#### Texto proporcionado
LuchaLibro
A principios del
verano el calor aún juega de la mano con el aire fresco y la noche se
impacienta por saltar desde el cielo. El fin de semana es una fiesta en la
calle y la sensación triunfante de una posible copa tiene a Europa en vilo. Sin
embargo, el zoom abierto de mis pensamientos va reduciendo su mira y el globo
terráqueo ahora son siete islas, luego es Tenerife, luego Santa cruz y
finalmente la Plaza de España ocupa mi visión. Delante está el Café Atlántico,
sus asientos copados por pares de ojos que siguen el compás de un tecleo y
pestañean ante la nerviosa lucha que se presenta en el escenario, más allá de
sus mesitas con posavasos húmedos y ceniceros llenos. Dentro y fuera suena el
ritmo de cinco minutos que se clava en la sesera y surte su efecto inspirador,
por suerte siempre a mano hay una libretita roja con bolígrafo, por si alguno
de los presentes se lanzase valiente a luchar paralelamente con los
enmascarados del fondo.

#### Instrucción dada 1
En el texto proporcionado, ¿qué hay siempre a mano por si alguno de los presentes se lanzase a luchar?
El texto y los registros no guardan ninguna relación entre sí.

#### Datos almacenados
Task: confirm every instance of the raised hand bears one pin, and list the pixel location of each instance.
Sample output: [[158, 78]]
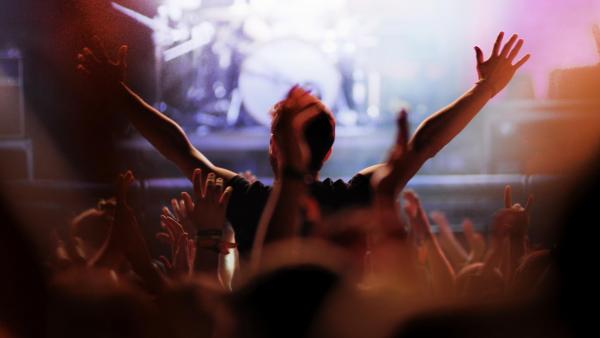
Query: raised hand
...
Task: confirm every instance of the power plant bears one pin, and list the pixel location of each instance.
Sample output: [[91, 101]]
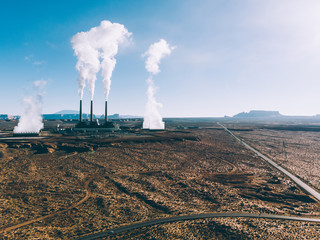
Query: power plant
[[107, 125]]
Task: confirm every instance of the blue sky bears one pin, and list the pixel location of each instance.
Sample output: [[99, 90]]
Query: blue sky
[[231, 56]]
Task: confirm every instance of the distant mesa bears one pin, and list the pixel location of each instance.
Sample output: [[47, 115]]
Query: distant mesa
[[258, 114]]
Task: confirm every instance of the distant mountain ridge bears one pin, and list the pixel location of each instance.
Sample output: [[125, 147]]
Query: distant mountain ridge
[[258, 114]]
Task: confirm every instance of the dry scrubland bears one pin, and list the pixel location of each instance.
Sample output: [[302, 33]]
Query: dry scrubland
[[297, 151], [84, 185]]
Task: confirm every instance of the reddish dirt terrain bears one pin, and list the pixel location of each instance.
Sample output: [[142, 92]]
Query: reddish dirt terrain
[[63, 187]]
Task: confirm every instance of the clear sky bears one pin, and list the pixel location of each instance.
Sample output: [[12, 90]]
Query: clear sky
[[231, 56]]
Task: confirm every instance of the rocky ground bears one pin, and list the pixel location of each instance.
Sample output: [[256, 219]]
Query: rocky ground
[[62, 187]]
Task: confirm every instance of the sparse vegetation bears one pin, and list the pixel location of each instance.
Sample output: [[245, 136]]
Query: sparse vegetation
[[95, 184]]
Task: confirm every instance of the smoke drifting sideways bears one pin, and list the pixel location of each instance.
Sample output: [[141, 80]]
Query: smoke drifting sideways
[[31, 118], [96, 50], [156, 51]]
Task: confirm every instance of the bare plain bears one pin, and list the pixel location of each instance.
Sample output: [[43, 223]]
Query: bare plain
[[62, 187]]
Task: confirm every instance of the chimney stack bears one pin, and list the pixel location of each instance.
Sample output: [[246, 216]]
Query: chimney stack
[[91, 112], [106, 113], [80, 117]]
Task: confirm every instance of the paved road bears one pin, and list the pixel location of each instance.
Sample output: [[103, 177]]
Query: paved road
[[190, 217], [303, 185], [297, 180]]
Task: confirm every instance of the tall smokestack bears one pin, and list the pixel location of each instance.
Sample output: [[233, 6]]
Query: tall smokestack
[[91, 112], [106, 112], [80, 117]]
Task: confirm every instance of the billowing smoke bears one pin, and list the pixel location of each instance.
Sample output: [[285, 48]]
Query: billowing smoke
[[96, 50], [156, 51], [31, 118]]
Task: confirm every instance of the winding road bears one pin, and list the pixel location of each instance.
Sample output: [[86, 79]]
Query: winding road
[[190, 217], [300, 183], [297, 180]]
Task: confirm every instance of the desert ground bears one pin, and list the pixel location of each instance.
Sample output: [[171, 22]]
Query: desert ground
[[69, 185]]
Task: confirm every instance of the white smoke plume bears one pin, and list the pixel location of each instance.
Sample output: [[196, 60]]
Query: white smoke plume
---
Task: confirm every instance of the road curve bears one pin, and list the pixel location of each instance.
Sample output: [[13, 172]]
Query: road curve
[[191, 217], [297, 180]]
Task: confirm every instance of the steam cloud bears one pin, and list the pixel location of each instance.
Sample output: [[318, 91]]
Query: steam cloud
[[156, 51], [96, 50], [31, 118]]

#### Instrucción dada 2
Reescribe las líneas de los registros que empiezan en la que contiene "Task: confirm every instance of the white" y siguen hasta la que contiene "Query: white smoke plume", ambas incluidas, sustituyendo "white" por "gray" y sin cambiar nada más.

#### Resultado 1
Una libretita roja con bolígrafo.

#### Resultado 2
Task: confirm every instance of the gray smoke plume bears one pin, and list the pixel location of each instance.
Sample output: [[196, 60]]
Query: gray smoke plume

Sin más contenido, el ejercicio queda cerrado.